--- START OF Exercise data ---

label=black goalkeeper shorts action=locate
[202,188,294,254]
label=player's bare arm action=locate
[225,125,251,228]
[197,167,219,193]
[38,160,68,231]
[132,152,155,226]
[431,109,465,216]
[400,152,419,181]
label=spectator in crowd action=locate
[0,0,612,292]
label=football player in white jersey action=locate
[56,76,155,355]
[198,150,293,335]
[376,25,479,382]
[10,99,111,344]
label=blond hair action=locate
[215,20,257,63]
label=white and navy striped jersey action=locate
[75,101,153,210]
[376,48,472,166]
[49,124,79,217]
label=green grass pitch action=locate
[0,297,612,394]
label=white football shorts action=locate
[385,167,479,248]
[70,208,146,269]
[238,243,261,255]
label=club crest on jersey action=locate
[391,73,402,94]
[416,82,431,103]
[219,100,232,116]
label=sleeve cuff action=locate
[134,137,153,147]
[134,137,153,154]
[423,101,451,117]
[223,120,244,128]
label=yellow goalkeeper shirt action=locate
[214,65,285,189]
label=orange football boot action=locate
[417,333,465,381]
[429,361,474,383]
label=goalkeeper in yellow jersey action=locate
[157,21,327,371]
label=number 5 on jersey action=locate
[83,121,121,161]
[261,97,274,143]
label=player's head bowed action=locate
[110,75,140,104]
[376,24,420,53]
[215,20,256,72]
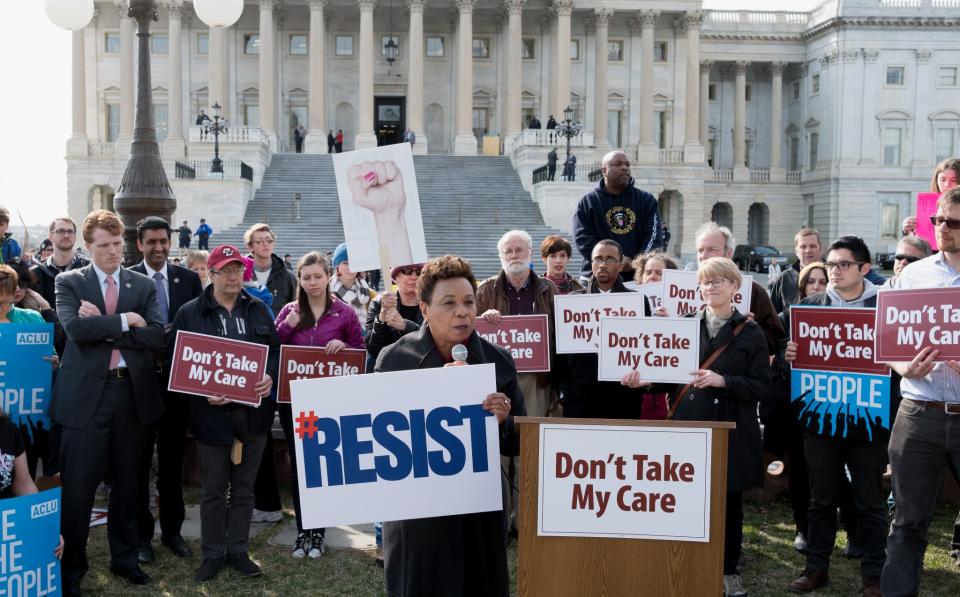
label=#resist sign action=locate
[0,487,62,596]
[876,287,960,362]
[597,317,700,384]
[277,344,367,404]
[290,364,503,528]
[167,330,269,406]
[476,315,550,373]
[790,306,890,438]
[553,292,645,354]
[663,269,753,317]
[537,424,713,542]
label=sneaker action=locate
[290,531,310,560]
[193,558,223,582]
[250,508,283,523]
[227,553,263,577]
[307,531,327,560]
[723,574,747,597]
[793,533,807,554]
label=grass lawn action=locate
[83,500,960,597]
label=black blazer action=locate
[130,261,203,322]
[48,265,164,429]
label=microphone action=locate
[450,344,468,362]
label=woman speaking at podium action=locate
[375,255,526,597]
[623,257,774,597]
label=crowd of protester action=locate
[0,151,960,597]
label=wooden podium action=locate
[515,417,736,597]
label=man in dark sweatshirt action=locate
[573,150,663,278]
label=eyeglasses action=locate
[893,253,920,263]
[930,216,960,230]
[591,257,620,265]
[824,261,864,272]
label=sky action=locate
[0,0,819,225]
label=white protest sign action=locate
[553,292,644,354]
[597,317,700,384]
[290,364,503,529]
[663,269,753,317]
[537,423,713,542]
[333,143,427,272]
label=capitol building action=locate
[66,0,960,259]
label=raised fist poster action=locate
[333,143,427,272]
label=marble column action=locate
[304,0,327,153]
[117,2,137,144]
[593,8,613,150]
[207,27,230,117]
[637,10,660,163]
[504,0,527,145]
[163,0,186,158]
[453,0,477,155]
[770,62,787,177]
[733,60,750,179]
[700,60,713,155]
[407,0,427,154]
[354,0,377,149]
[682,11,704,164]
[556,0,573,118]
[67,29,88,156]
[259,0,279,151]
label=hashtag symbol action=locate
[294,410,319,439]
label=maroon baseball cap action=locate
[207,245,247,270]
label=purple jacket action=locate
[274,299,363,348]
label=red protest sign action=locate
[790,305,890,375]
[476,315,550,373]
[876,287,960,362]
[277,345,367,403]
[167,330,269,406]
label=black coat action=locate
[164,285,280,445]
[376,324,526,597]
[655,310,774,491]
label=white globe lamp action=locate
[193,0,243,27]
[43,0,93,31]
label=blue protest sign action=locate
[0,487,62,597]
[790,369,890,441]
[0,323,53,457]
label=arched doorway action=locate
[710,201,733,230]
[657,190,683,256]
[747,203,770,245]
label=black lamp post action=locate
[209,102,227,178]
[113,0,177,264]
[557,106,583,157]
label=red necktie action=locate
[103,275,120,369]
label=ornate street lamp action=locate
[557,106,583,157]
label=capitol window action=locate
[937,66,958,87]
[887,66,906,87]
[473,37,490,58]
[103,33,120,54]
[607,39,623,62]
[290,35,308,56]
[243,33,260,56]
[336,35,353,56]
[427,37,443,58]
[520,37,537,60]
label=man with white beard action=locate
[477,230,559,531]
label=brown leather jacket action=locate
[477,270,557,388]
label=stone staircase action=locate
[211,154,580,279]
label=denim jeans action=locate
[804,434,887,576]
[880,400,960,597]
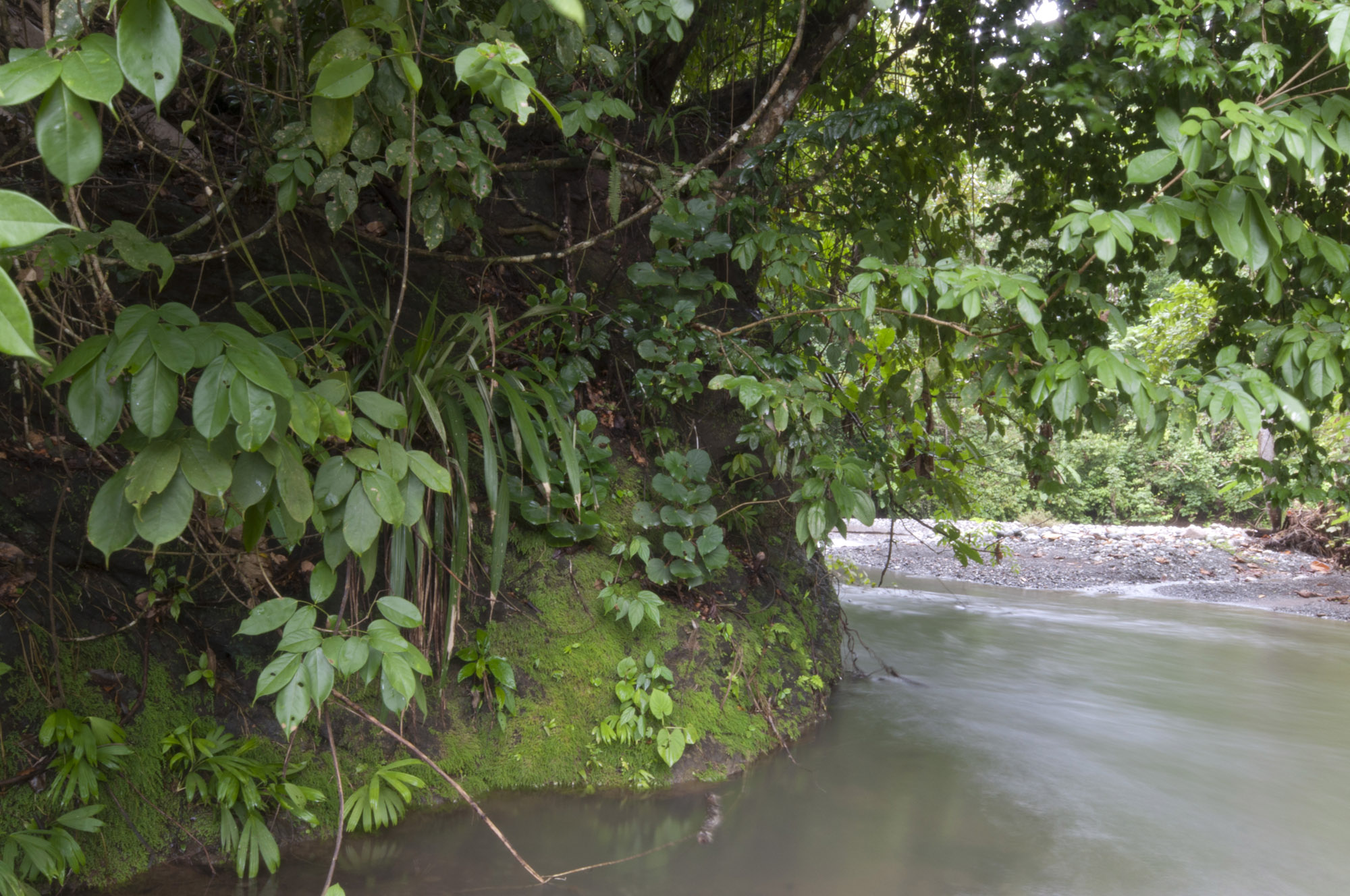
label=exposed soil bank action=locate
[829,520,1350,619]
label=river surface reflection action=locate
[108,582,1350,896]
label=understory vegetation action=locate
[0,0,1350,896]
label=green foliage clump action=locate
[633,448,730,588]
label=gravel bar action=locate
[829,520,1350,619]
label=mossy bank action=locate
[0,456,841,888]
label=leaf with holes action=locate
[136,471,197,548]
[35,84,103,186]
[117,0,182,113]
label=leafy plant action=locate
[633,448,730,588]
[159,723,324,877]
[591,650,698,766]
[0,806,103,896]
[455,629,517,731]
[343,760,425,833]
[182,653,216,691]
[38,708,131,806]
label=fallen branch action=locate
[333,688,545,884]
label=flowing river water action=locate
[111,580,1350,896]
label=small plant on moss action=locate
[159,723,324,877]
[138,567,193,622]
[0,806,103,896]
[38,710,131,806]
[455,629,517,731]
[633,448,730,588]
[591,650,698,765]
[182,653,216,691]
[343,760,427,834]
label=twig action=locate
[319,712,347,896]
[333,688,549,884]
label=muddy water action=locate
[111,583,1350,896]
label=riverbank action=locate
[829,520,1350,619]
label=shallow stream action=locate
[111,582,1350,896]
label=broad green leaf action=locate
[36,83,102,186]
[548,0,586,28]
[235,598,300,637]
[274,680,309,734]
[225,340,294,398]
[42,333,112,386]
[375,594,423,629]
[66,355,126,448]
[230,376,277,451]
[277,444,315,522]
[128,358,178,439]
[173,0,235,38]
[1125,150,1177,184]
[362,470,404,526]
[290,391,323,445]
[309,96,356,159]
[0,190,70,248]
[178,430,234,498]
[123,439,181,507]
[351,391,408,429]
[88,467,136,563]
[1210,184,1250,260]
[408,451,452,495]
[117,0,182,113]
[315,57,375,100]
[136,471,197,548]
[0,267,38,358]
[0,50,61,105]
[309,560,338,603]
[230,451,277,509]
[338,637,370,675]
[61,43,123,108]
[192,355,235,439]
[107,221,174,289]
[315,455,356,510]
[342,488,379,553]
[150,324,197,376]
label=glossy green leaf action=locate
[408,451,452,495]
[173,0,235,38]
[351,391,408,429]
[1125,150,1177,184]
[136,471,197,547]
[0,190,70,248]
[225,340,293,398]
[362,471,404,526]
[88,467,136,563]
[128,358,178,439]
[309,96,356,159]
[342,488,379,553]
[315,57,375,100]
[61,43,124,107]
[192,355,235,439]
[277,444,315,522]
[117,0,182,113]
[0,267,38,358]
[230,451,277,509]
[178,430,234,498]
[0,50,61,105]
[66,355,126,448]
[315,456,356,510]
[375,594,423,629]
[230,376,277,451]
[123,439,181,507]
[36,81,102,186]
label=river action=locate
[111,582,1350,896]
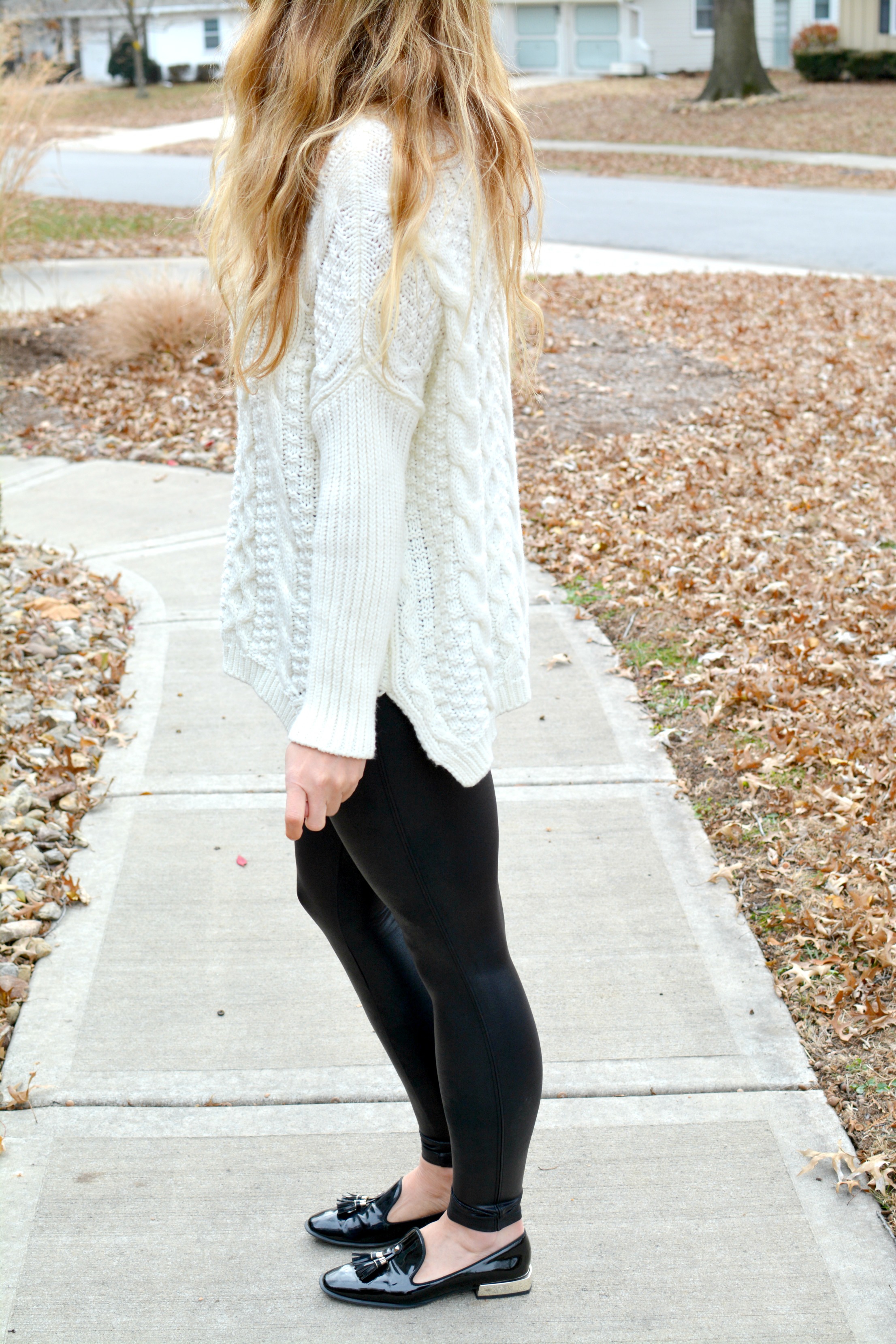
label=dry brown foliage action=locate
[0,542,133,1091]
[521,274,896,1220]
[89,275,226,364]
[518,70,896,155]
[0,308,237,470]
[538,153,896,191]
[0,30,61,282]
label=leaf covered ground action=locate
[0,309,237,470]
[518,274,896,1231]
[0,538,133,1106]
[517,70,896,157]
[2,274,896,1220]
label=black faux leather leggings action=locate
[296,696,541,1233]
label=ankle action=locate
[443,1214,525,1255]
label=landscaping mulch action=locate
[517,70,896,155]
[518,274,896,1220]
[0,538,133,1102]
[0,273,896,1219]
[538,149,896,191]
[0,309,237,470]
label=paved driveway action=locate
[34,149,896,275]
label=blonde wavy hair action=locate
[205,0,541,386]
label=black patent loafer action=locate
[321,1230,532,1308]
[305,1180,442,1250]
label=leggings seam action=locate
[379,759,504,1203]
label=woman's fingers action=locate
[286,779,307,840]
[305,789,328,831]
[286,742,367,840]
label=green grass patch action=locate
[619,640,696,668]
[9,196,194,246]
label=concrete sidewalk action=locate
[0,242,810,313]
[0,458,896,1344]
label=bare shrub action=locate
[0,20,58,282]
[90,275,226,364]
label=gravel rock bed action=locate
[0,527,133,1109]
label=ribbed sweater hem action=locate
[224,646,532,789]
[224,645,301,731]
[386,675,532,789]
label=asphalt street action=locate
[34,149,896,275]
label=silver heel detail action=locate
[476,1267,532,1297]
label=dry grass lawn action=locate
[520,274,896,1216]
[8,195,203,262]
[539,149,896,191]
[518,71,896,158]
[44,81,223,136]
[0,274,896,1222]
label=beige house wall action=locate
[840,0,896,51]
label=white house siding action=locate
[644,0,712,74]
[494,0,838,78]
[146,8,242,74]
[70,4,245,83]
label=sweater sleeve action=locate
[289,128,441,758]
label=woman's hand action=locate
[286,742,367,840]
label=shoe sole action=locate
[320,1267,532,1312]
[476,1266,532,1297]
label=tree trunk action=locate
[134,36,149,98]
[697,0,777,102]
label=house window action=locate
[516,4,559,70]
[575,4,619,70]
[771,0,790,70]
[693,0,716,32]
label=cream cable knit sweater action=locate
[222,118,529,785]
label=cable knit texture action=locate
[222,118,529,786]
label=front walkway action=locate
[0,458,896,1344]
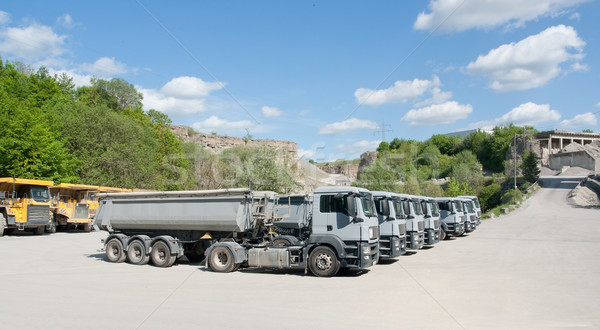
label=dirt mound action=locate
[559,166,592,176]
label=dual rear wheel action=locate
[105,238,177,267]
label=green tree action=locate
[521,150,541,183]
[425,134,462,155]
[446,178,475,197]
[355,159,400,192]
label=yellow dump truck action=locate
[50,183,100,231]
[0,178,54,236]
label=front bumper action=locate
[406,231,425,250]
[379,236,406,258]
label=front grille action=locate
[75,204,90,219]
[369,226,379,239]
[27,205,50,225]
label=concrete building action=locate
[549,140,600,172]
[532,130,600,166]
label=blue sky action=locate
[0,0,600,161]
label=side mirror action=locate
[381,199,390,217]
[346,195,356,217]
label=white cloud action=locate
[0,10,10,25]
[192,116,256,135]
[56,14,76,29]
[569,13,581,22]
[260,106,283,118]
[48,68,93,87]
[160,76,225,99]
[468,102,561,129]
[571,62,590,71]
[413,0,590,31]
[559,112,598,128]
[136,77,224,118]
[336,140,381,154]
[319,118,379,135]
[78,57,128,76]
[400,101,473,126]
[0,23,67,61]
[415,87,452,107]
[467,25,585,91]
[354,77,440,107]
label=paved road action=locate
[0,177,600,329]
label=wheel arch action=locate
[206,242,248,264]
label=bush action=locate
[478,183,502,211]
[502,189,523,204]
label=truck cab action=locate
[307,186,379,275]
[0,178,54,236]
[50,183,99,232]
[396,194,425,250]
[457,198,478,233]
[416,196,441,245]
[435,197,465,240]
[372,191,406,258]
[458,195,481,226]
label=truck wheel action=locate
[308,246,340,277]
[46,220,56,234]
[150,241,176,267]
[127,240,150,265]
[208,246,236,273]
[106,238,126,262]
[0,213,4,237]
[184,252,205,262]
[273,238,292,245]
[440,228,446,241]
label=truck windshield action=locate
[394,201,406,218]
[465,202,475,213]
[31,188,50,202]
[360,196,376,217]
[412,201,423,215]
[429,202,440,217]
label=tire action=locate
[208,246,239,273]
[150,241,177,267]
[440,228,446,241]
[0,213,5,237]
[273,238,292,245]
[127,240,150,265]
[308,246,340,277]
[106,238,127,262]
[185,252,206,262]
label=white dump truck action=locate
[373,191,406,258]
[457,195,482,226]
[396,194,425,250]
[94,187,379,277]
[415,196,441,245]
[435,197,465,240]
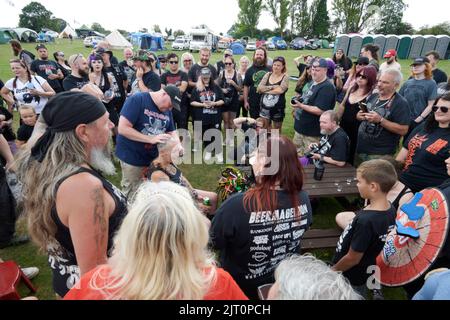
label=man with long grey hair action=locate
[19,92,127,297]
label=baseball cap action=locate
[163,84,181,111]
[36,43,47,51]
[200,68,211,77]
[312,58,328,69]
[411,57,430,66]
[384,49,397,58]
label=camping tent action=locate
[435,35,450,59]
[334,34,350,55]
[380,34,399,56]
[408,35,425,59]
[347,34,363,58]
[230,42,245,55]
[397,34,412,59]
[105,30,133,49]
[0,28,17,44]
[420,35,437,57]
[14,28,38,42]
[59,25,77,38]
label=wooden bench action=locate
[302,229,342,251]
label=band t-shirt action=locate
[356,93,411,155]
[5,76,48,114]
[400,125,450,192]
[63,74,89,91]
[294,80,336,137]
[30,60,63,93]
[333,206,396,286]
[211,190,312,297]
[116,92,175,167]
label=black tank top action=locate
[47,167,128,297]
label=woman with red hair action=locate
[211,135,312,299]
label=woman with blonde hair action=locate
[64,182,247,300]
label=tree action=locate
[91,22,109,34]
[311,0,330,38]
[374,0,408,34]
[19,1,53,32]
[333,0,384,33]
[234,0,263,38]
[265,0,290,36]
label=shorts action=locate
[259,106,285,122]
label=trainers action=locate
[0,236,30,249]
[20,267,39,280]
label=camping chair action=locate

--- END OF Exercise data ---

Reproduce the lines starting at the very first line and ending at the line that contains "[400,152,419,181]", with both of those lines included.

label=black goalkeeper shorts action=locate
[202,188,294,254]
label=player's bare arm action=locate
[225,125,251,228]
[197,167,219,193]
[38,160,68,231]
[132,152,155,226]
[431,109,465,216]
[400,152,419,181]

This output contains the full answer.